- **PROMPT**: Rewrite only the lines of the entries below that run from the line containing "Can you find the blue" through the line containing "191], [216, 134]]", both included, as a numbered list. Leave out any blank lines.

- **PROVIDED MATERIAL**:
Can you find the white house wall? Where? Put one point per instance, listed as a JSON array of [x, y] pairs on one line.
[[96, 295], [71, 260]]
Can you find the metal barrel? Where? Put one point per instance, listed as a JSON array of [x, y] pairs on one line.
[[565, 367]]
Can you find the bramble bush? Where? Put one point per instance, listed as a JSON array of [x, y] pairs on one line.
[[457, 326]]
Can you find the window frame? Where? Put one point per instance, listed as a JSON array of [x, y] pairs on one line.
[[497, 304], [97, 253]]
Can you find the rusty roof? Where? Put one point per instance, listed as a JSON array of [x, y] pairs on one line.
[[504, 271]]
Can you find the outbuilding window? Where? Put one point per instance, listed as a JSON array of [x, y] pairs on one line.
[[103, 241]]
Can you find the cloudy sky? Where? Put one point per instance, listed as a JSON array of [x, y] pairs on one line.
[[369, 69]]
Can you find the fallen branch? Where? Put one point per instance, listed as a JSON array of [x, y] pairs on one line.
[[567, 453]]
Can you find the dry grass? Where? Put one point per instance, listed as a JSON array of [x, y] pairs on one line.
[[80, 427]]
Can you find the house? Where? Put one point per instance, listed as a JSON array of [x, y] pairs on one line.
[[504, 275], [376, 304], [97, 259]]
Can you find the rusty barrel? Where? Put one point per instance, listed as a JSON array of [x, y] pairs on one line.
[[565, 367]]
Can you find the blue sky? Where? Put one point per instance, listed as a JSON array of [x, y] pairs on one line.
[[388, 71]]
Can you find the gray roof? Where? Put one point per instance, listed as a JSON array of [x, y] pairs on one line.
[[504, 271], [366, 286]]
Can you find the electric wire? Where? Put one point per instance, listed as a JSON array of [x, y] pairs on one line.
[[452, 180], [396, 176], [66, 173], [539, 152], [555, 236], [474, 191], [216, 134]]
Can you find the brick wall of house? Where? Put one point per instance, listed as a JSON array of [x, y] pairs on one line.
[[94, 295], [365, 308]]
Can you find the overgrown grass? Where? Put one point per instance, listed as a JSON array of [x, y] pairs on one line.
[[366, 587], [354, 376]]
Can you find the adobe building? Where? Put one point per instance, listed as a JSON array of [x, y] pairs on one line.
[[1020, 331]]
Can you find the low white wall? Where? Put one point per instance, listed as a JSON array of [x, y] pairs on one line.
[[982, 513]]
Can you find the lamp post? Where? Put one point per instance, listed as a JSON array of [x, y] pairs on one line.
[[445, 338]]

- **RESULT**:
1. Can you find the blue sky? Where? Put one point per instance, listed as a JSON array of [x, y] pairs on one line.
2. [[388, 71]]
3. Can you find the gray roof? Where? Put one point per instance, listed as a JSON array of [x, y] pairs on one line.
4. [[504, 271], [366, 286]]
5. Can you find the electric wire? Where? Put one point per instance, listed as a JSON array of [x, y] pairs on one line.
6. [[452, 180], [396, 176], [66, 173], [539, 152], [555, 236], [474, 191], [216, 134]]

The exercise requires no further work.